■ WHAT THE TASK REQUIRES ■
Could you reproduce the lines below word for word, omitting the pictures?

■ INFORMATION SHOWN ■
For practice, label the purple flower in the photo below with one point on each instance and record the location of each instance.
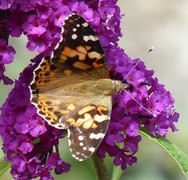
(34, 140)
(145, 103)
(6, 57)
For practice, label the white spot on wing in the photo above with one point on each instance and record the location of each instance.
(81, 138)
(96, 136)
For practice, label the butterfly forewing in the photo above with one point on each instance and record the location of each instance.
(65, 88)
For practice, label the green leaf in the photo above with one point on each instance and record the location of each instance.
(180, 157)
(4, 166)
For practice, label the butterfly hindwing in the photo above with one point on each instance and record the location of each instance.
(72, 89)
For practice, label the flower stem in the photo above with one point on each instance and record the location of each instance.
(100, 167)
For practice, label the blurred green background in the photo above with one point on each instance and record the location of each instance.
(158, 23)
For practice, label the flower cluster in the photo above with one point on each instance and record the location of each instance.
(28, 141)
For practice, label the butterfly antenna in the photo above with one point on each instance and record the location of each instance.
(151, 49)
(140, 104)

■ OUTPUT FOR THIS EXERCISE ■
For practice, label the purple flower in the photo below with one point on each instance and record the location of each instance.
(34, 140)
(145, 103)
(6, 57)
For practice, label the white spot on wing in the photo above with one point on each instance and record the location of each instance.
(81, 138)
(96, 136)
For practice, label the butterfly forewing in the photo above with one point on each instance and record the location of each instance.
(65, 88)
For practice, label the green leaf in the photo above with one point on each instance and record the location of each instance.
(180, 157)
(4, 166)
For practice, label the butterfly hindwing in the photo above with one point on each instance and record the location of each instance.
(72, 89)
For practice, label the flower stem in the photo above with one point on each instance and record the location of each instance.
(100, 167)
For practice, label the blurred green background in the photo above with one point on each instance and record the location of each instance.
(158, 23)
For practice, label the flower cluster in the photo above with one point on each instance and record the location of each instance.
(28, 141)
For practice, label the butterfly antenna in the photo above with one point on each instance and record the location of each instance.
(151, 49)
(140, 104)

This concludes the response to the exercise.